- **Your task**
Copy exactly the last part of the entries, starting from the line with "of the photograph" and including the final line.

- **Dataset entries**
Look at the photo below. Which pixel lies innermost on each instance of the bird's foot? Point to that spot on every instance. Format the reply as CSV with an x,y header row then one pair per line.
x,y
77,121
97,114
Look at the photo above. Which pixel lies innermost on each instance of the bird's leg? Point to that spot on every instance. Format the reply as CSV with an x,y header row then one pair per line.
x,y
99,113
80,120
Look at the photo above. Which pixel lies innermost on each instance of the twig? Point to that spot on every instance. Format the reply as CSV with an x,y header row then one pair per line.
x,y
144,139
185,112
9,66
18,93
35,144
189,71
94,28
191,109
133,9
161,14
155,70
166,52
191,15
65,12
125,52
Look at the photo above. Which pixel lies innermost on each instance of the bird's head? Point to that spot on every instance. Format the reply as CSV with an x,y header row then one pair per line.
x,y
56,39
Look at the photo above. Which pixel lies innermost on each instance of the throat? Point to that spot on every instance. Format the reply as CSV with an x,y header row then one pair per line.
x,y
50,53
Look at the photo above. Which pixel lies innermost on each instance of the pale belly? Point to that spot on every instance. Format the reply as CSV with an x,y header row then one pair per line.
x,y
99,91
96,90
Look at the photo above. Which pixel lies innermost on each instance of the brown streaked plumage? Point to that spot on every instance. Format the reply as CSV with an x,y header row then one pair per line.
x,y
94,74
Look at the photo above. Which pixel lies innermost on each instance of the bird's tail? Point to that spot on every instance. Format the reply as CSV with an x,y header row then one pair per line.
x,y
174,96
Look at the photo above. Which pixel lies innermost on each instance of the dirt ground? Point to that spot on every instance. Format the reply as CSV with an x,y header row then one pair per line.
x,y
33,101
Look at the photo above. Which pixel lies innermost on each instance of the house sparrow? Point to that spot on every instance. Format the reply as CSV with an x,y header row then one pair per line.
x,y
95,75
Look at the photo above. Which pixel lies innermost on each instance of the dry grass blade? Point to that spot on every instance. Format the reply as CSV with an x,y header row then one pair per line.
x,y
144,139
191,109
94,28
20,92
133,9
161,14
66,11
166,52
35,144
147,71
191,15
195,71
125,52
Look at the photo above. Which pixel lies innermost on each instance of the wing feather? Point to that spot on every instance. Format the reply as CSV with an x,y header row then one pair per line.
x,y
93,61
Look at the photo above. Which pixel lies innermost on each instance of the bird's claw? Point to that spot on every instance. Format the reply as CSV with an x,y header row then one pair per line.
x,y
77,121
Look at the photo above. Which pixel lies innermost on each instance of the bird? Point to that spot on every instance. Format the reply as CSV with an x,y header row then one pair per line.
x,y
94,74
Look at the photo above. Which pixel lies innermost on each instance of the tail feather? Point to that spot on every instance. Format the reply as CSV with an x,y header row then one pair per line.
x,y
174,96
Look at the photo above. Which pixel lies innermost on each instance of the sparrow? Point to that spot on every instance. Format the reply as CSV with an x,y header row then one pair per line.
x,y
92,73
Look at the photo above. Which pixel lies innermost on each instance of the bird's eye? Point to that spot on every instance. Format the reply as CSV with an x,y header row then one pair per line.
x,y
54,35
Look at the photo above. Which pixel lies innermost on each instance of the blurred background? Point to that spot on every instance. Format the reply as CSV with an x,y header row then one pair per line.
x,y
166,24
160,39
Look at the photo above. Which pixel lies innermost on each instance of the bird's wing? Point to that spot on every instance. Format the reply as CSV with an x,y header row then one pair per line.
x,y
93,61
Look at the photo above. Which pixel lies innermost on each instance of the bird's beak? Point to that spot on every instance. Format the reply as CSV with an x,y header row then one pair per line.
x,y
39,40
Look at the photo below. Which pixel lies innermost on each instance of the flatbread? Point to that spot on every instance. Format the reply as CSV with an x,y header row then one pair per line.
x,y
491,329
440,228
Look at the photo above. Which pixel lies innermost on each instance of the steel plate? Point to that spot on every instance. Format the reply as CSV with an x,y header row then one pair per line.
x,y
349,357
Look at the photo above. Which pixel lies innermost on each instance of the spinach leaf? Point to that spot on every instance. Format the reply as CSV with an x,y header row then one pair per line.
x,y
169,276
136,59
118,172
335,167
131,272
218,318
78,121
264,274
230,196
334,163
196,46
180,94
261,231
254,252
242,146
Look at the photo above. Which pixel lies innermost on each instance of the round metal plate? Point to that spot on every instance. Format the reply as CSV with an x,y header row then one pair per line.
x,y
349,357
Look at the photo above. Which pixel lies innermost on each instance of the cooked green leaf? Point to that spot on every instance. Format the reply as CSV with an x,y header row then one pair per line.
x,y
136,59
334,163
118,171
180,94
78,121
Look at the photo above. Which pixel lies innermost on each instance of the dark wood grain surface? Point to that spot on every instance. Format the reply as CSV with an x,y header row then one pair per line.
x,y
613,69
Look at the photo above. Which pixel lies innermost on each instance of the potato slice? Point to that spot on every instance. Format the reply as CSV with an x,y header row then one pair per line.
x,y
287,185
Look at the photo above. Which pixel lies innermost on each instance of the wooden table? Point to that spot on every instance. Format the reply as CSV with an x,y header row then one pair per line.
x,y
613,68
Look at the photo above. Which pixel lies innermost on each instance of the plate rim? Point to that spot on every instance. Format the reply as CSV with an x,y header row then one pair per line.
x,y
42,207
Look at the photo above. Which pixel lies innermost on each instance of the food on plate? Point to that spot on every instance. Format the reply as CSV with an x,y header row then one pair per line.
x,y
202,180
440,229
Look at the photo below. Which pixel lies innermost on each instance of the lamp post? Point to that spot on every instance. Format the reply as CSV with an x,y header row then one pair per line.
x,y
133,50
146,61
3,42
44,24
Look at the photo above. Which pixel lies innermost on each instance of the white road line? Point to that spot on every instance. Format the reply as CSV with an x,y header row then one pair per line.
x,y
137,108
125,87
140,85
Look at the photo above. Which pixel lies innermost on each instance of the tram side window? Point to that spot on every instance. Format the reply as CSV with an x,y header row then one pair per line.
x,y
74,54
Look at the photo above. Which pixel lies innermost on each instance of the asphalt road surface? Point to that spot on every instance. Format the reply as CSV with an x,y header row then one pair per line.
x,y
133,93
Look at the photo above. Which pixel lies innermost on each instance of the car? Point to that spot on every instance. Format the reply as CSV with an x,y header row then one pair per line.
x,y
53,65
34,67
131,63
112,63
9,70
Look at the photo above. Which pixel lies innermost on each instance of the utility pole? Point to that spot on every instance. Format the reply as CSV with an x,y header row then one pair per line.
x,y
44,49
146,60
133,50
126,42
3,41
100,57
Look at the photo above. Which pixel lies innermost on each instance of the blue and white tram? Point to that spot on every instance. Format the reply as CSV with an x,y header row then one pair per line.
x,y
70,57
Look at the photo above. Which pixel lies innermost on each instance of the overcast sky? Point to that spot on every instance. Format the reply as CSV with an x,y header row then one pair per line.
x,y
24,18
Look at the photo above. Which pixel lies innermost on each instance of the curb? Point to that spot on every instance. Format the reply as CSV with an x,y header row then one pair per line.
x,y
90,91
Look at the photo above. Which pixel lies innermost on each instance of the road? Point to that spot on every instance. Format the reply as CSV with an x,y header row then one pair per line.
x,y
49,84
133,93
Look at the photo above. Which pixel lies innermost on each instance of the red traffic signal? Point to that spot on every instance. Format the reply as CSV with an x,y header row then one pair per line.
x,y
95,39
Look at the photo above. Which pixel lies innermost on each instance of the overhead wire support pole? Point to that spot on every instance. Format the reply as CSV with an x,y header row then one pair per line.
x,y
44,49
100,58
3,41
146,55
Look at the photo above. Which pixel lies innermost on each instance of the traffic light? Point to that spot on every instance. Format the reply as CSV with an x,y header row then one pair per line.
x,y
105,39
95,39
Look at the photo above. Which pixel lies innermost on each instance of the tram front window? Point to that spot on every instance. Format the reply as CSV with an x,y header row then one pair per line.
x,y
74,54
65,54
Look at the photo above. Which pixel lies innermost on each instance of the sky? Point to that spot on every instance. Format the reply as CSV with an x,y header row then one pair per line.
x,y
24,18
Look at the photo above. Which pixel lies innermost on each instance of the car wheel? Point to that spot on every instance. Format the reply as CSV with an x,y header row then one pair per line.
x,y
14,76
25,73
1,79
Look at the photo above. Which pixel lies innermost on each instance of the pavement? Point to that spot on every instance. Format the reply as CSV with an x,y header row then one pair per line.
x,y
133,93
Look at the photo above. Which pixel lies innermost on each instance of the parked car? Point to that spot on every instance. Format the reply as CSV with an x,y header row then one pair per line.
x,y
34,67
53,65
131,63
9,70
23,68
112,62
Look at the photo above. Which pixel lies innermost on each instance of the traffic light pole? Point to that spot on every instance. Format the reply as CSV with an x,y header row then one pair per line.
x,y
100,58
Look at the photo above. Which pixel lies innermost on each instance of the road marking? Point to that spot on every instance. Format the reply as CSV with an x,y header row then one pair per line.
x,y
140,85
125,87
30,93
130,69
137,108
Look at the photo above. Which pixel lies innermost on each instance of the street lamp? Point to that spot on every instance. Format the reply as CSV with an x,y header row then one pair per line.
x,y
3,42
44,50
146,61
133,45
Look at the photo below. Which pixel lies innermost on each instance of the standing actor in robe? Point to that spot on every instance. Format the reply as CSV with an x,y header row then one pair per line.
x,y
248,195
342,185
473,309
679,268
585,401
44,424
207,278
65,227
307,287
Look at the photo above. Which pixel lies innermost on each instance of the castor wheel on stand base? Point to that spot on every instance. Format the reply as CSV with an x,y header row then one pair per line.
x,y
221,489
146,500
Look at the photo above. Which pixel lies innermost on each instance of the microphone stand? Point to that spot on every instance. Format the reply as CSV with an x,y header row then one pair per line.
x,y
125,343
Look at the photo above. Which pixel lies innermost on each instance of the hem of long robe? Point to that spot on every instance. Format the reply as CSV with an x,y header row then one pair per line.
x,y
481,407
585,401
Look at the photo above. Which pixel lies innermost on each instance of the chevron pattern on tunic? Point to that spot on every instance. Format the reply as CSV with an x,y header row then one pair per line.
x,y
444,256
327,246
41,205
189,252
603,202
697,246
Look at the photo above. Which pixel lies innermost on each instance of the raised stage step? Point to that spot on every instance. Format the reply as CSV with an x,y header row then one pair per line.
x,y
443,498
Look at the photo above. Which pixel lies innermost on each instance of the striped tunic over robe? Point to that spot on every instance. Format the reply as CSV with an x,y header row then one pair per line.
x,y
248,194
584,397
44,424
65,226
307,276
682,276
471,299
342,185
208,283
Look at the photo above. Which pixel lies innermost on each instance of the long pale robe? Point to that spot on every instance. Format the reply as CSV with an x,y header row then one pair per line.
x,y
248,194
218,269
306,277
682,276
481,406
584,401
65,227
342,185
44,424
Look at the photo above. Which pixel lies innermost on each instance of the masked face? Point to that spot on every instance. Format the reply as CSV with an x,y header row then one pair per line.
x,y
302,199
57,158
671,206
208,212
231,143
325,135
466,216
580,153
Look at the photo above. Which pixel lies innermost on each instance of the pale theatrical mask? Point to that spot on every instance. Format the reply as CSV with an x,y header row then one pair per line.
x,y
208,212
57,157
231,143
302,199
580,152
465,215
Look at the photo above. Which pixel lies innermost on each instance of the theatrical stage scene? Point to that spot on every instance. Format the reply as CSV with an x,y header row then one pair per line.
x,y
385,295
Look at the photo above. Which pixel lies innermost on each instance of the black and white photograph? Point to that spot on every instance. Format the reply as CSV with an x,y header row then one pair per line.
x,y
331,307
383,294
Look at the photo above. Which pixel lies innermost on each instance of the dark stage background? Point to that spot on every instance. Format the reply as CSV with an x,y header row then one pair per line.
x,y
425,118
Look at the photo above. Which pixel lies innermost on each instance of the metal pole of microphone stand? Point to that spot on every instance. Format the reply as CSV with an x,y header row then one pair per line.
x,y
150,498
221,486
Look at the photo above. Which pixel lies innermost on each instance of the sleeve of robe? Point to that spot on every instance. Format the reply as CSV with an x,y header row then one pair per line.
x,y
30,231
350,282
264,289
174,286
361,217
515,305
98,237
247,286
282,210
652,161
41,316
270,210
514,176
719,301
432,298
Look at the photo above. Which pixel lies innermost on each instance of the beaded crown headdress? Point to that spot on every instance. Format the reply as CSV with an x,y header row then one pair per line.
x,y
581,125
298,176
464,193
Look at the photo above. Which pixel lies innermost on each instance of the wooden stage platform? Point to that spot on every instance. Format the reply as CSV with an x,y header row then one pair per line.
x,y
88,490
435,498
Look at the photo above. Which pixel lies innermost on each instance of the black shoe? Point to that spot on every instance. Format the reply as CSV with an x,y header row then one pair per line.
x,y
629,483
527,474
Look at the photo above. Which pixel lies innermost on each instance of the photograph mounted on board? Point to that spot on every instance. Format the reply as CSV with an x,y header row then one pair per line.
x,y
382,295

- **Result for this task**
Look at the photo above. Which pixel lies innermost on each instance of the photograph mounted on board? Point to that spot on every instance. Format the reply as CSV with an x,y header row then one pair per line.
x,y
382,295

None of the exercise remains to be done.